DATA FOR THIS TASK:
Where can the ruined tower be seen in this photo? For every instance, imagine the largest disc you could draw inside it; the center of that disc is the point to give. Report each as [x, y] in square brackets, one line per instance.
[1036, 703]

---

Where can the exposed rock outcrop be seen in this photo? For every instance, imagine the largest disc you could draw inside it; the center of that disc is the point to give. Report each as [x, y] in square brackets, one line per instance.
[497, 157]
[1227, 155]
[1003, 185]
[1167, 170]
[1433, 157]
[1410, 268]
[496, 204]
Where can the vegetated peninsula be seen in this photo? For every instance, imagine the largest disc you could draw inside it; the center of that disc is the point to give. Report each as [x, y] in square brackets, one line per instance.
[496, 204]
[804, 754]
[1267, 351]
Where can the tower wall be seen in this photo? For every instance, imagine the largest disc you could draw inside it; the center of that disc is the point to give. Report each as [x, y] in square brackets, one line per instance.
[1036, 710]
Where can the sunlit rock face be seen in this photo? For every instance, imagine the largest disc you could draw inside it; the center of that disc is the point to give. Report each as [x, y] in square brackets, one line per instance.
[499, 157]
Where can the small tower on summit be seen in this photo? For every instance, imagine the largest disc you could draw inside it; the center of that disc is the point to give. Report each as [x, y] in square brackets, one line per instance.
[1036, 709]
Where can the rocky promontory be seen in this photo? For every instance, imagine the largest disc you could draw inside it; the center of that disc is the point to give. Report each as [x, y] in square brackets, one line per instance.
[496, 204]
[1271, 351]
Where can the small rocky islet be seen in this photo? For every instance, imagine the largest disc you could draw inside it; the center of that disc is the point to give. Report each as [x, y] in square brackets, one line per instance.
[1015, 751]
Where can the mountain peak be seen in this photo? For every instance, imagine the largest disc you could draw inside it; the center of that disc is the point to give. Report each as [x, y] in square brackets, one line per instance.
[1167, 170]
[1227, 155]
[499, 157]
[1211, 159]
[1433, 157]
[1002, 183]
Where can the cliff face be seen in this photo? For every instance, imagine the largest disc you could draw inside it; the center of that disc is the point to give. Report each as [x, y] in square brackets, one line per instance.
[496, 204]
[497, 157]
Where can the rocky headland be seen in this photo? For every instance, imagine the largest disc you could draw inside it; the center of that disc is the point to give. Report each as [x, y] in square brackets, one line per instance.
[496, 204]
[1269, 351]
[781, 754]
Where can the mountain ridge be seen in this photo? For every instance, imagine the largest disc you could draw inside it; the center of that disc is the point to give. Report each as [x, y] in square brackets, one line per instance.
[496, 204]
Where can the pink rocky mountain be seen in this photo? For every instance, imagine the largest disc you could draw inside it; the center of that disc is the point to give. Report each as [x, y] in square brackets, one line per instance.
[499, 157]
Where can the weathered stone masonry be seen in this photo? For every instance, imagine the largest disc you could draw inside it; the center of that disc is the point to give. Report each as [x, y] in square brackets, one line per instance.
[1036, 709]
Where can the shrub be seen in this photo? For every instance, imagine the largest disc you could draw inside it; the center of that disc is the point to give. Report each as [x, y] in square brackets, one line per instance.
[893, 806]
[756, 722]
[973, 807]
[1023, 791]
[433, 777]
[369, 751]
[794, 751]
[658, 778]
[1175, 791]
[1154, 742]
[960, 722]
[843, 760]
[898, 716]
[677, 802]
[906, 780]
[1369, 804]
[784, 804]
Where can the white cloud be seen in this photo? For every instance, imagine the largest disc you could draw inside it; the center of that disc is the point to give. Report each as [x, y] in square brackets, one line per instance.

* * *

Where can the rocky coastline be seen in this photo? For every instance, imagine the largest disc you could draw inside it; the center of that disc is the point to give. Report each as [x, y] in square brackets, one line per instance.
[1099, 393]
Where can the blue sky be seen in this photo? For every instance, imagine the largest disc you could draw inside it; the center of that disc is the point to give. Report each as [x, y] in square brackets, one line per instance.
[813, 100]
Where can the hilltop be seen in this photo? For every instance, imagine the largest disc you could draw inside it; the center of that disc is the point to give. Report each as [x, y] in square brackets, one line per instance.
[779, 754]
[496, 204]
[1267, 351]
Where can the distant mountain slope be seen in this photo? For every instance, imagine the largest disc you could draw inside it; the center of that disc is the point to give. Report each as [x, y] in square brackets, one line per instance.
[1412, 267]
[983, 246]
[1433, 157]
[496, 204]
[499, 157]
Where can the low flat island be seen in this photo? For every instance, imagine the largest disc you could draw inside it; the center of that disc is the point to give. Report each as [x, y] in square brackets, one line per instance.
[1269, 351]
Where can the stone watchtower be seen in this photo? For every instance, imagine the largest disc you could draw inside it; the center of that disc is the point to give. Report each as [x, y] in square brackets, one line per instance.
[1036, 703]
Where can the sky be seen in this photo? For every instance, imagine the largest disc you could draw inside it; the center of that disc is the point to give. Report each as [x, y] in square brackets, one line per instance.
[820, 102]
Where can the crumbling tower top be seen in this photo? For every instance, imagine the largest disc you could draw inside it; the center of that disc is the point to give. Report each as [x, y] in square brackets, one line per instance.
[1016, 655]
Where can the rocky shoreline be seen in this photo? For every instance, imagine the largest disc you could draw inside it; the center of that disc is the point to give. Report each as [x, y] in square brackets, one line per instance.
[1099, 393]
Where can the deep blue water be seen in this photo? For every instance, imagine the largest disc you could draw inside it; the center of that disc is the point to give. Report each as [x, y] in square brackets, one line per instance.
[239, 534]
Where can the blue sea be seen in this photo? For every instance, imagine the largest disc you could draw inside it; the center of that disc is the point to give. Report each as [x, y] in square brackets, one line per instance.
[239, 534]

YOUR TASK: Everything above from the line containing "Where can the pink" down to the line containing "Where can the white" should be copied exactly, both end lines included, and nothing else.

TASK ANSWER:
Where can the pink rocky mountain be seen in this photo? For every instance, imagine the largest disc you could draw inside it; the center of that disc is the point to give. Report each as [x, y] in square brackets, one line per instance.
[499, 157]
Where can the weathered stone masonry be seen in this photo? For every instance, imagine the largest disc you could draw inside it; the center of that disc is the point to give. Report each as [x, y] in square brackets, one line per instance.
[1036, 709]
Where can the shrub be seen in this photo? For every instance, imagine the largest disc you could draw inside it; the center of that disc is the point to give. Report each as [x, y] in square brackets, one line per instance.
[893, 806]
[756, 722]
[973, 807]
[1023, 791]
[433, 777]
[369, 751]
[794, 751]
[658, 778]
[1175, 791]
[1154, 742]
[960, 722]
[843, 760]
[898, 716]
[677, 802]
[906, 780]
[1369, 804]
[784, 804]
Where can the white cloud be seen in this photo? For every instance, imagine the largest disc you could draw inside it; the center of that disc is the point to give. Report each as [x, y] in square brackets, one line per instance.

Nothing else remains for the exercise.